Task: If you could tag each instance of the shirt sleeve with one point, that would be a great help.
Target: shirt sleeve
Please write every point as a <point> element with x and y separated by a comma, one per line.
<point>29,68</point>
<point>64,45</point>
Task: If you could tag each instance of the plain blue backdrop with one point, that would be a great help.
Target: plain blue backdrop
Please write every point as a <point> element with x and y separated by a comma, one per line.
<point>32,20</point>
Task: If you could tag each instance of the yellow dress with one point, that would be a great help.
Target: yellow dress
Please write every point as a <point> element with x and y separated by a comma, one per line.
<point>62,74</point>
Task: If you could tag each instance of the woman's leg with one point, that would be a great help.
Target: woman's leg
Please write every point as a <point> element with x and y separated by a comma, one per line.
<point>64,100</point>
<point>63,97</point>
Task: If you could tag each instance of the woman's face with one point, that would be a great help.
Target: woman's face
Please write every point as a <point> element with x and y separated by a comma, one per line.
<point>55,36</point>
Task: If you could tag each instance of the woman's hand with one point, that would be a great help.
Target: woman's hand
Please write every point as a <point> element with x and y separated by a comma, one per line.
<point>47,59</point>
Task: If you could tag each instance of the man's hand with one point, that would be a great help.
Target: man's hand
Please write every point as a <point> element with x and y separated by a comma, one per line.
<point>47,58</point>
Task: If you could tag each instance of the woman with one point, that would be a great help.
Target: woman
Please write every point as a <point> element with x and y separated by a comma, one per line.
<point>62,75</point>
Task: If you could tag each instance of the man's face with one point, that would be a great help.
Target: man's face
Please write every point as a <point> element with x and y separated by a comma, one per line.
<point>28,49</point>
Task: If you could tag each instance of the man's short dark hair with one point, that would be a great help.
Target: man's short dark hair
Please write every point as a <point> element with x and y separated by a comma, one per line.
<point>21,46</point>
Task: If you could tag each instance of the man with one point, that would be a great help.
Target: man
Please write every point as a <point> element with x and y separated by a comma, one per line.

WORK REQUIRED: Quote the records above exactly, from the first line through the line containing "Task: If you could tag each instance of the woman's hand", and nothing more.

EXERCISE OUTPUT:
Task: If you could tag each instance of the shirt sleeve with one point, that would be a great help.
Target: shirt sleeve
Please write every point as a <point> element with x and y separated by a comma, one per line.
<point>29,68</point>
<point>64,45</point>
Task: If you could tag each instance of the plain blue backdrop with one point, that would be a great help.
Target: plain blue backdrop
Please write every point as a <point> element with x and y separated by a comma, one per line.
<point>32,20</point>
Task: If you could tag each instance of the yellow dress with one point, that would be a great help.
Target: yellow dress
Please write every point as a <point> element with x and y separated by a comma, one per line.
<point>62,74</point>
Task: If you could tag each instance of the woman's leg with one point, that would be a great help.
Target: woman's leg
Please write every point as a <point> element with x and y separated by a comma, one per line.
<point>64,100</point>
<point>63,97</point>
Task: If you could tag each instance of the woman's face with one point, that would be a great help.
Target: woman's face
Please write every point as a <point> element with x and y separated by a comma, one per line.
<point>55,36</point>
Task: If you could tag each instance of the woman's hand with one point, that would be a great help.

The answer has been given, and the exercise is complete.